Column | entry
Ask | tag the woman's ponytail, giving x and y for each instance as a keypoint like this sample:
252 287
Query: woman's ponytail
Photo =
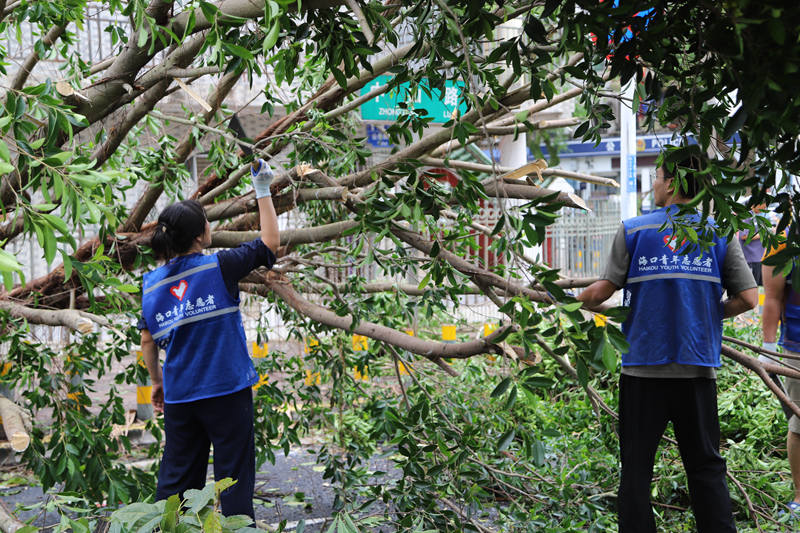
178 226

⁂

**Exercise brief:** Substitute "braid" for "ponytail" throughout the listing above, and rewrite its lines with nothing else changed and the pictures left out.

**Task response:**
Column | entry
Ask | tag the woman's braid, giving x and y for each instance as a keypoint like this sample:
252 287
Query: woman's braid
Photo =
178 226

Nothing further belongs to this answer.